Extrait du texte
┌──

" La soldarité doit croître "

Publié le par Union Locale Cgt de Soissons

« La solidarité doit croître »  1er mai 2009

 

         Notre société est traversée par une crise mondiale d'une grande ampleur qui frappe durement notre département. Les annonces de fermetures d'établissements, de réductions d'effectifs, de chômage partiel se succèdent. Comme vous, j'ai vu la misère de ceux qui peinent. Des familles se trouvent en situation difficile et parfois se disloquent. Les personnes les plus pauvres sont les premières victimes, mais non les seules. Comme vous, j'ai entendu le 'cri silencieux' de ceux qui n'osent ni parler ni manifester, mais dont la détresse grandit.


         L'Église catholique n'a pas de solution à cette crise.  Elle n'a pas à donner de leçon ni à désigner des responsables. Dans quelques semaines, elle offrira sa contribution au débat, au niveau mondial, par une encyclique sociale, comme elle le fait régulièrement. Quant aux catholiques du diocèse, dont certains militent pour la justice au coude à coude avec d'autres, ils vivent au rythme des axonais(es). Il faut que tout ce qui est inhumain les révolte, comme tant d'autres. Je souhaite aussi que tout ce qui est vraiment humain trouve écho dans leur cœur. Il est urgent d'inventer et de promouvoir des comportements plus solidaires.

└──

Reproduisez à l'identique et en entier le texte ci-dessus sur la solidarité face à la crise.

Données présentées
┌──

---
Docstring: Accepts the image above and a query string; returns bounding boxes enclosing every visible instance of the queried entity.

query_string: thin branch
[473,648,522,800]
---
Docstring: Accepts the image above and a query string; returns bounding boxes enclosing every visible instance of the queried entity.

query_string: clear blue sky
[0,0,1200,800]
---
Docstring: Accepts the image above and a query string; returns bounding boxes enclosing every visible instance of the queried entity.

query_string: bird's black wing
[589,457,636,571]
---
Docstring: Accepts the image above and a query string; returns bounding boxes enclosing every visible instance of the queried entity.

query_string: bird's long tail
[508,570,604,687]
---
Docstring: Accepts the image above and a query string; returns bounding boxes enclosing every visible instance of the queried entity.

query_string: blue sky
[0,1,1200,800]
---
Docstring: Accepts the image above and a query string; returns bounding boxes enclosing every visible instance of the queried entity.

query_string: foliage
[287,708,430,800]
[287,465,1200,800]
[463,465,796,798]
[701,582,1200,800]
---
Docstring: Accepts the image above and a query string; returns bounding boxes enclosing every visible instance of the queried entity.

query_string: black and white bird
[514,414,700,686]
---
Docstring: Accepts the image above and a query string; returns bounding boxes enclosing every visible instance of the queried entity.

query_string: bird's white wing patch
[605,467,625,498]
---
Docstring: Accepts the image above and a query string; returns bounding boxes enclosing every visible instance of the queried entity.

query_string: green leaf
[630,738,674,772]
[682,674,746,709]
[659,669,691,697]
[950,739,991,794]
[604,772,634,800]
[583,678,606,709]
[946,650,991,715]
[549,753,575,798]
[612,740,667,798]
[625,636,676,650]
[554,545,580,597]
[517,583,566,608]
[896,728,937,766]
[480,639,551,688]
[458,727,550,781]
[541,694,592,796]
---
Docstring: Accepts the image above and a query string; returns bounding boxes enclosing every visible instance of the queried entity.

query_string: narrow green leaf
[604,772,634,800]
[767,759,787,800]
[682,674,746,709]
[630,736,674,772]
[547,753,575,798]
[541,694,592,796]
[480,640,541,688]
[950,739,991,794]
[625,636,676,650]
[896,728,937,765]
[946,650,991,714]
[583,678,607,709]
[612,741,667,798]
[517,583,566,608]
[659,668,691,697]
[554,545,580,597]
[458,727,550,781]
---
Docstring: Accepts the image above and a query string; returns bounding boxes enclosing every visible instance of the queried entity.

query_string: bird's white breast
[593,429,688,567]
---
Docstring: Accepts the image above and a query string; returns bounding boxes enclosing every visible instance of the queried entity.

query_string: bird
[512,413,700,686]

└──

Résultat attendu
" La soldarité doit croître "

Publié le par Union Locale Cgt de Soissons

« La solidarité doit croître »  1er mai 2009

 

         Notre société est traversée par une crise mondiale d'une grande ampleur qui frappe durement notre département. Les annonces de fermetures d'établissements, de réductions d'effectifs, de chômage partiel se succèdent. Comme vous, j'ai vu la misère de ceux qui peinent. Des familles se trouvent en situation difficile et parfois se disloquent. Les personnes les plus pauvres sont les premières victimes, mais non les seules. Comme vous, j'ai entendu le 'cri silencieux' de ceux qui n'osent ni parler ni manifester, mais dont la détresse grandit.


         L'Église catholique n'a pas de solution à cette crise.  Elle n'a pas à donner de leçon ni à désigner des responsables. Dans quelques semaines, elle offrira sa contribution au débat, au niveau mondial, par une encyclique sociale, comme elle le fait régulièrement. Quant aux catholiques du diocèse, dont certains militent pour la justice au coude à coude avec d'autres, ils vivent au rythme des axonais(es). Il faut que tout ce qui est inhumain les révolte, comme tant d'autres. Je souhaite aussi que tout ce qui est vraiment humain trouve écho dans leur cœur. Il est urgent d'inventer et de promouvoir des comportements plus solidaires.